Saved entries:
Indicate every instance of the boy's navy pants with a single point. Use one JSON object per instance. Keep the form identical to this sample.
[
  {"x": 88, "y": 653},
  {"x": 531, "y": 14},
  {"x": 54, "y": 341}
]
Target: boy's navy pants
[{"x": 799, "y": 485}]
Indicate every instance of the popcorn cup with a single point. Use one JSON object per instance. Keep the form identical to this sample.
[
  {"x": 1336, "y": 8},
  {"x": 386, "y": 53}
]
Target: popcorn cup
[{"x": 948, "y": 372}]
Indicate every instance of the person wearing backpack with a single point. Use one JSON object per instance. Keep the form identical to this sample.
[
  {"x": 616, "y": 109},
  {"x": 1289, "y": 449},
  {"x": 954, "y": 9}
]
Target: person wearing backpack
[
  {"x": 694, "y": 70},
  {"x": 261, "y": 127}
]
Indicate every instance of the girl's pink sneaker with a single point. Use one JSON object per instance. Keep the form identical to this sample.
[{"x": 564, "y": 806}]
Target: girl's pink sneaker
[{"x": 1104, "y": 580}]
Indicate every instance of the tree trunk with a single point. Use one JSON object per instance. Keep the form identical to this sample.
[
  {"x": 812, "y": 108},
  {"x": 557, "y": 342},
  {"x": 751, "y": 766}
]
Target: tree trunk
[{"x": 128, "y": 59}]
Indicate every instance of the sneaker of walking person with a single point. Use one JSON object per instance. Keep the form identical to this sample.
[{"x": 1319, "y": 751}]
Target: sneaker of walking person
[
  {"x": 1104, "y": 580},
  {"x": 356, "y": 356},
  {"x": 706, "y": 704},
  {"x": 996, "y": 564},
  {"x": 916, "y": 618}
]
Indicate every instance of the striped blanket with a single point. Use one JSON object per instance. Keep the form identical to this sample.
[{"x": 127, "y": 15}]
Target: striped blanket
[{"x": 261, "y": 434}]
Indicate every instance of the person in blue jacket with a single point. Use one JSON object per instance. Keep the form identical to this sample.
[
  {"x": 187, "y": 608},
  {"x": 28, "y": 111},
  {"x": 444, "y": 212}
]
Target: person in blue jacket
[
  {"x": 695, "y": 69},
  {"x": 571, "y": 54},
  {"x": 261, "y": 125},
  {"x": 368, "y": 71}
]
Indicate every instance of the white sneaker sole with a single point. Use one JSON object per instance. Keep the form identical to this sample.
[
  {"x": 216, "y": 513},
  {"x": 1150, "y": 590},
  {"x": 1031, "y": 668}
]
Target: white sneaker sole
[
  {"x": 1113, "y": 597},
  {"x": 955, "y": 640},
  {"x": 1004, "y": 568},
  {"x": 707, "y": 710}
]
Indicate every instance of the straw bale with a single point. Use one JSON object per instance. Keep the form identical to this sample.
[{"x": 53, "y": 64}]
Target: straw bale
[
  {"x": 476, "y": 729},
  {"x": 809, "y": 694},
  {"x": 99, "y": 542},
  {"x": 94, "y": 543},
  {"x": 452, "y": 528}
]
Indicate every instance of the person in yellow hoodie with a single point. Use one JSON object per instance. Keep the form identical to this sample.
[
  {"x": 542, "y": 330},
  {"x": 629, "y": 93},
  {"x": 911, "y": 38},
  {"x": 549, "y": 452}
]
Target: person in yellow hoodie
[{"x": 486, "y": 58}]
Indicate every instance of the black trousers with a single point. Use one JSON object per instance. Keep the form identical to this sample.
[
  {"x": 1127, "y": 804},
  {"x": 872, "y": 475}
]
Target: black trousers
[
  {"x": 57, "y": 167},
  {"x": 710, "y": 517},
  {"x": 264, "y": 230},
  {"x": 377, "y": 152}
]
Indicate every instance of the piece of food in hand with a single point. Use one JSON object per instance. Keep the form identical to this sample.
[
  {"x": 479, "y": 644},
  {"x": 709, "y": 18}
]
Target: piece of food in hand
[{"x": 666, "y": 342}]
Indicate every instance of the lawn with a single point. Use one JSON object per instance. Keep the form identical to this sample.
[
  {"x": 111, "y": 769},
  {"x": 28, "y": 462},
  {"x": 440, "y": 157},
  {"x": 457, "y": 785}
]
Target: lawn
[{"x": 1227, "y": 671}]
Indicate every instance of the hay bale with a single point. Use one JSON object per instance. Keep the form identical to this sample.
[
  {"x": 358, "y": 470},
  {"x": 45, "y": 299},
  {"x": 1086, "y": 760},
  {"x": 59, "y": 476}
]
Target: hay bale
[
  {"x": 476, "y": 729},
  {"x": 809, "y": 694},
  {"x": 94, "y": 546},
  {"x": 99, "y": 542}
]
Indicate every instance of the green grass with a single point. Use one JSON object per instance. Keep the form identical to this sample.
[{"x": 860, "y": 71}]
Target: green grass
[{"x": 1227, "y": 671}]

DIRECTIONS -
Return every entry exactly as given.

THE COMPLETED TASK -
Indicate every instance of the boy's navy pants with a single point. Use one JSON object per instance. Keep the form identical to this sample.
[
  {"x": 88, "y": 653},
  {"x": 531, "y": 14},
  {"x": 54, "y": 341}
]
Target: boy's navy pants
[{"x": 799, "y": 485}]
Indicate every instance of the popcorn cup with a single point. Use one JSON object per instance. Keep the form identical to this sample.
[
  {"x": 1336, "y": 8},
  {"x": 386, "y": 53}
]
Target: popcorn cup
[{"x": 948, "y": 372}]
Indicate every instance of the person wearing backpack with a single point. Use one JSON object per instance. Keep the form identical to this sample.
[
  {"x": 616, "y": 109},
  {"x": 1289, "y": 449},
  {"x": 954, "y": 9}
]
Target: person wearing backpack
[
  {"x": 694, "y": 70},
  {"x": 261, "y": 127}
]
Indicate every instance of the girl's pink sneaker with a single point. Use one JSON object per instance. Keep the form identical to this sample.
[{"x": 564, "y": 806}]
Target: girl's pink sneaker
[{"x": 1104, "y": 580}]
Indicate every instance of the tree trunk with a single point. Use one JSON object per instance. Keep the form identical to this sample.
[
  {"x": 812, "y": 108},
  {"x": 557, "y": 342},
  {"x": 751, "y": 766}
]
Target: tree trunk
[{"x": 128, "y": 59}]
Indicate every instance of the sneaker of walking person with a single point. Use one JSON object per instance. Keep the form identical to this sample.
[{"x": 1319, "y": 751}]
Target: sneaker of walking person
[
  {"x": 1104, "y": 580},
  {"x": 356, "y": 356},
  {"x": 706, "y": 704},
  {"x": 996, "y": 564},
  {"x": 916, "y": 618}
]
Indicate every instance of the striped blanket with a single point. Use one JSON object per instance. Keep the form identical to this sample.
[{"x": 127, "y": 15}]
Target: striped blanket
[{"x": 261, "y": 434}]
Indicate every instance of the person in blue jacket with a single point. Use one JSON object per instance. Keep the form identical to this sample.
[
  {"x": 187, "y": 608},
  {"x": 28, "y": 111},
  {"x": 444, "y": 212}
]
Target: person in blue jacket
[
  {"x": 695, "y": 69},
  {"x": 571, "y": 54},
  {"x": 261, "y": 125},
  {"x": 368, "y": 71}
]
Indicate every instance of the white sneaker sole with a single point. Use one JSON object per instance. Keep the form identical to this sample.
[
  {"x": 216, "y": 513},
  {"x": 1150, "y": 590},
  {"x": 1031, "y": 668}
]
Target: white sneaker sole
[
  {"x": 1113, "y": 597},
  {"x": 955, "y": 640},
  {"x": 1004, "y": 568},
  {"x": 707, "y": 710}
]
Indicate every instance of the straw bale with a single point. Use one JSON object per instance. Keep the form identical to this sample.
[{"x": 53, "y": 64}]
Target: straw bale
[
  {"x": 476, "y": 729},
  {"x": 809, "y": 694},
  {"x": 99, "y": 542},
  {"x": 94, "y": 543},
  {"x": 452, "y": 528}
]
Indicate every instance of the person in yellow hoodie with a single point. Use one JSON object per instance. Keep the form identical to this sample.
[
  {"x": 542, "y": 330},
  {"x": 629, "y": 93},
  {"x": 911, "y": 38},
  {"x": 549, "y": 452}
]
Target: person in yellow hoodie
[{"x": 486, "y": 58}]
Indicate every instance of the black trousers with a single point. Use one JSON object per instance. Keep the form identical to this sample.
[
  {"x": 1127, "y": 804},
  {"x": 872, "y": 475}
]
Target: black trousers
[
  {"x": 57, "y": 167},
  {"x": 710, "y": 517},
  {"x": 264, "y": 230},
  {"x": 377, "y": 152}
]
Indicate every instance of the piece of food in hand with a single point. Use one JSON object per instance. Keep the form identical to this sample.
[
  {"x": 479, "y": 644},
  {"x": 709, "y": 18}
]
Target: piece of food in hand
[{"x": 666, "y": 342}]
Indicate every instance of the lawn with a single point. Use one JSON object per instance. Keep the form identical to this sample.
[
  {"x": 111, "y": 769},
  {"x": 28, "y": 462},
  {"x": 440, "y": 157},
  {"x": 457, "y": 785}
]
Target: lawn
[{"x": 1227, "y": 671}]
Indicate every instance of the hay bale with a single point. Use one JSON object per instance. Keep the form identical to this sample.
[
  {"x": 358, "y": 470},
  {"x": 45, "y": 299},
  {"x": 1086, "y": 760},
  {"x": 59, "y": 476}
]
Target: hay bale
[
  {"x": 476, "y": 729},
  {"x": 809, "y": 694},
  {"x": 94, "y": 546},
  {"x": 99, "y": 542}
]
Indicate every instance of the green grass with a single point. Use one JSON object per instance. Keep the form identical to this sample.
[{"x": 860, "y": 71}]
Target: green grass
[{"x": 1227, "y": 671}]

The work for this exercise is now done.